**EXCERPTED TEXT**.
┏━━

Section: New Results


Random generation

In collaboration with the Simon Fraser University (Vancouver, Canada), we have explored a random generation strategy, under a Boltzmann distribution, to assess the robustness of predicted adjacencies in ancestral genomes using a parsimony-based approach. The sampling algorithm was used to estimate the Boltzmann probability of ancestral adjacencies, which was then used as a filter to weed out unsupported predictions, leading to the resolution of a large number of syntenic inconsistencies [23] .

Combinatorics of motifs

An algorithm for pvalue computation has been proposed in [40] that takes into account a Hiddden Markov Model and an implementation, SufPref , has been realized (http://server2.lpm.org.ru/bio ).

Combinatorics of clumps have been extensively studied, leading to the definition of the so-called canonic clumps. It is shown in [26] that they contain the necessary information needed to calculate, approximate, and study probabilities of occurrences and asymptotics. This motivates the development of a clump automaton. It allows for a derivation of pvalues, decreasing the space and time complexity of the generating function approach or previous weighted automata. An extension to degenerate patterns is currently realized and implemented in a collaboration with J. Holub (Praha U.) and E. Furletova (Impb ).

During her master thesis at King's College, A. Héliou and collaborators designed the first linear-time and linear-space algorithm for computing all minimal absent words based on the suffix array [6] . In a typical application, one would be interested in computing minimal absent words to compare and study genomes in linear time by considering this negative information.

In a collaboration with AlFarabi University, where M. Régnier acts as a foreign co-advisor), word statistics were used to identify mRNA targets for miRNAs involved in various cancers [7] .

Prediction and functional annotation of ortholog groups of proteins

In comparative genomics, orthologs are used to transfer annotation from genes already characterized to newly sequenced genomes. Many methods have been developed for finding orthologs in sets of genomes. However, the application of different methods on the same proteome set can lead to distinct orthology predictions.

In [38] , [14] we developed a method based on a meta-approach that is able to combine the results of several methods for orthologous group prediction. The purpose of this method is to produce better quality results by using the overlapping results obtained from several individual orthologous gene prediction procedures. Our method proceeds in two steps. The first aims to construct seeds for groups of orthologous genes; these seeds correspond to the exact overlaps between the results of all or several methods. In the second step, these seed groups are expanded by using HMM profiles.

We evaluated our method on two standard reference benchmarks, OrthoBench and Orthology Benchmark Service. Our method presents a higher level of accurately predicted groups than the individual input methods of orthologous group prediction. Moreover, our method increases the number of annotated orthologous pairs without decreasing the annotation quality compared to twelve state-of-the-art methods.

┗━━

**MATERIAL PROVIDED**.
┏━━

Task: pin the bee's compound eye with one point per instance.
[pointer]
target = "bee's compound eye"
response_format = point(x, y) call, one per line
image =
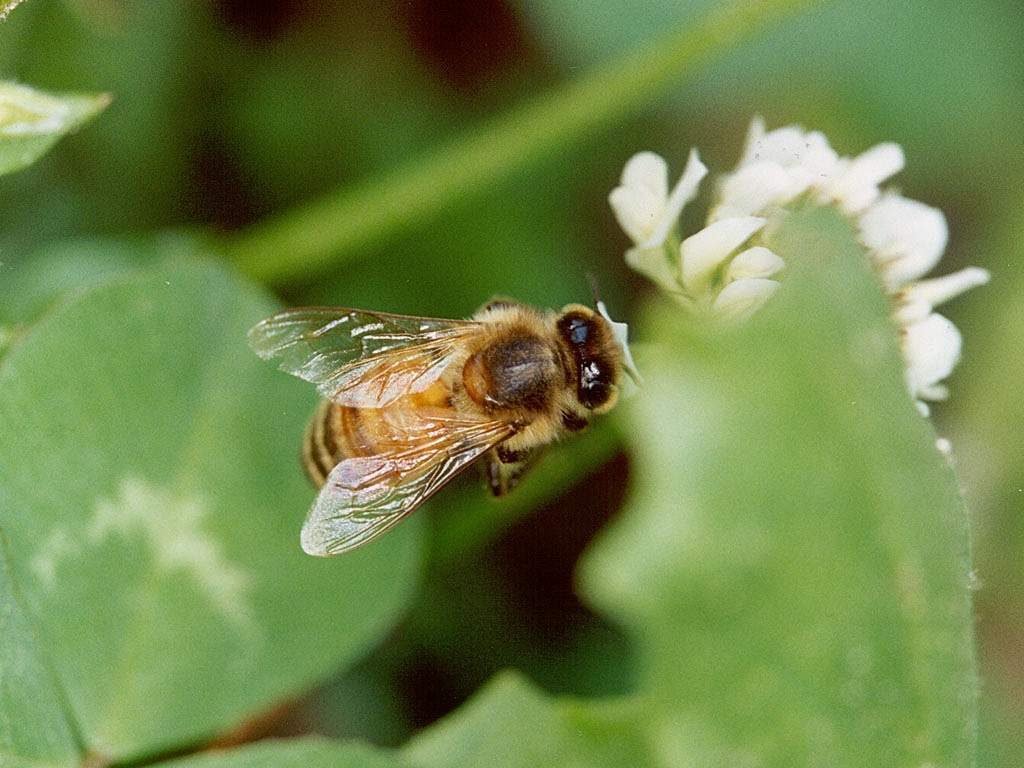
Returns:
point(576, 330)
point(595, 385)
point(579, 332)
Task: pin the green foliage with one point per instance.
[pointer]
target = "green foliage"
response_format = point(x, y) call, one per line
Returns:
point(34, 729)
point(303, 753)
point(510, 724)
point(795, 558)
point(791, 569)
point(313, 237)
point(31, 122)
point(150, 493)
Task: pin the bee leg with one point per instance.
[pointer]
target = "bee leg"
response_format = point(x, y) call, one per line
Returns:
point(504, 468)
point(499, 302)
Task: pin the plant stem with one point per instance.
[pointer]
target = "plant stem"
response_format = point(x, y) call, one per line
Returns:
point(318, 235)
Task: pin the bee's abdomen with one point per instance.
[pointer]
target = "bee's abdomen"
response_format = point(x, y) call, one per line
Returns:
point(337, 432)
point(516, 373)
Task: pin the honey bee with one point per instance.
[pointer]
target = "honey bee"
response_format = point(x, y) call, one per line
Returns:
point(409, 402)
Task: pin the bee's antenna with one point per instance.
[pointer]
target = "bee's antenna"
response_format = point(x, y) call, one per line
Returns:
point(594, 289)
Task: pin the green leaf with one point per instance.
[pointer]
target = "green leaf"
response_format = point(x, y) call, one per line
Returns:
point(31, 122)
point(7, 6)
point(510, 724)
point(334, 228)
point(152, 495)
point(297, 753)
point(34, 730)
point(794, 560)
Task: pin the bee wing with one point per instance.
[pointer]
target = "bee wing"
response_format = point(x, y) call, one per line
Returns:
point(366, 496)
point(360, 358)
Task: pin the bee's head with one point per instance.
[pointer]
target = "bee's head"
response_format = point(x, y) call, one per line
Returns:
point(596, 356)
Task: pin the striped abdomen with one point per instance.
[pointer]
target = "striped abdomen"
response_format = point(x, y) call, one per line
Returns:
point(339, 432)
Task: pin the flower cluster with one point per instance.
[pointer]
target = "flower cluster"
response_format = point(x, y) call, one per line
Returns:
point(724, 269)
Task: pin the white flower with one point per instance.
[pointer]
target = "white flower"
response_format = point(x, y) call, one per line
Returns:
point(778, 166)
point(701, 254)
point(642, 204)
point(904, 240)
point(621, 332)
point(648, 212)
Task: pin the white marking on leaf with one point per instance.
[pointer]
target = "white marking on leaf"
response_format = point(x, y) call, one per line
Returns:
point(171, 526)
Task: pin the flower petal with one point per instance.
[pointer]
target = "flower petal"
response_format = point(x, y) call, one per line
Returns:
point(906, 238)
point(647, 170)
point(756, 187)
point(754, 262)
point(931, 348)
point(636, 209)
point(684, 192)
point(653, 264)
point(938, 290)
point(740, 299)
point(857, 186)
point(621, 332)
point(702, 253)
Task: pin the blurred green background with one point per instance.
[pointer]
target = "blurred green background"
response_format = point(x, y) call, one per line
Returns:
point(226, 113)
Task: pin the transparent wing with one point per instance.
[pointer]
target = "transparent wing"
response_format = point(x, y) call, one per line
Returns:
point(360, 358)
point(364, 497)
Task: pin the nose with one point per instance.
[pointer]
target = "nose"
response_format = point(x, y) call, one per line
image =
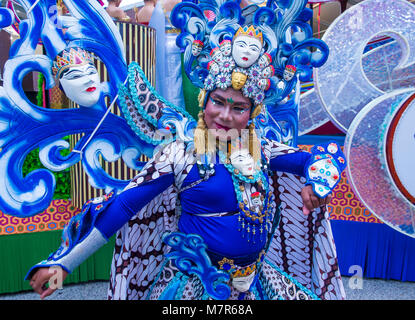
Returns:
point(225, 114)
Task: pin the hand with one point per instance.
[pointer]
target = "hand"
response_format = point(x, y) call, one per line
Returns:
point(52, 276)
point(311, 201)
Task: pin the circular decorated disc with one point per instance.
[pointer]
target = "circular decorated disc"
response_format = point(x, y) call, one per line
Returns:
point(380, 148)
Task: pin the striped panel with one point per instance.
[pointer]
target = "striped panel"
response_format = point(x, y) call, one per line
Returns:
point(140, 46)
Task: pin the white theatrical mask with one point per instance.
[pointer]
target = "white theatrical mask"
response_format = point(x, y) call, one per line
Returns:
point(226, 48)
point(243, 162)
point(81, 84)
point(246, 50)
point(242, 284)
point(264, 60)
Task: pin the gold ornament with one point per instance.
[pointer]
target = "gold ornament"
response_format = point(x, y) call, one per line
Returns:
point(256, 111)
point(238, 80)
point(201, 98)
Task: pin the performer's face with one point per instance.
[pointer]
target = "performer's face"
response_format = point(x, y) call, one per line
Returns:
point(227, 112)
point(81, 84)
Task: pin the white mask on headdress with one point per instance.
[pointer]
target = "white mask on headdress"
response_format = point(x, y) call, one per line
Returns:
point(246, 50)
point(243, 161)
point(81, 84)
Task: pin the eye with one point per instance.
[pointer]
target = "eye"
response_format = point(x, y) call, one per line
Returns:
point(216, 102)
point(254, 48)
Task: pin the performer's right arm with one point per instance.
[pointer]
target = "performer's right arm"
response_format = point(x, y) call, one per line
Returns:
point(101, 218)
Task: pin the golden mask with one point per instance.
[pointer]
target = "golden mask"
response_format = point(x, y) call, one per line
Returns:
point(238, 80)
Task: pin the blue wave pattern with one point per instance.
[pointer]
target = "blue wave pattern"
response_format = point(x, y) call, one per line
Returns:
point(25, 126)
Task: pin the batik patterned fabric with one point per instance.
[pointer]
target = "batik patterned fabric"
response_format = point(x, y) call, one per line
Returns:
point(300, 263)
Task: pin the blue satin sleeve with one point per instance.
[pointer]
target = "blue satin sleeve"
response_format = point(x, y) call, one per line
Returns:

┗━━

**TASK LIST**.
1 – Restate the New Results section between "We evaluated our" and "twelve state-of-the-art methods.", inclusive, replacing "accurately predicted groups" with "correctly predicted groups".
2 – According to the New Results section, which two reference benchmarks were used to evaluate the orthologous group prediction method?
The rows come from a separate source.

**RESULTS BY TASK**.
1 –
We evaluated our method on two standard reference benchmarks, OrthoBench and Orthology Benchmark Service. Our method presents a higher level of correctly predicted groups than the individual input methods of orthologous group prediction. Moreover, our method increases the number of annotated orthologous pairs without decreasing the annotation quality compared to twelve state-of-the-art methods.

2 – OrthoBench and Orthology Benchmark Service.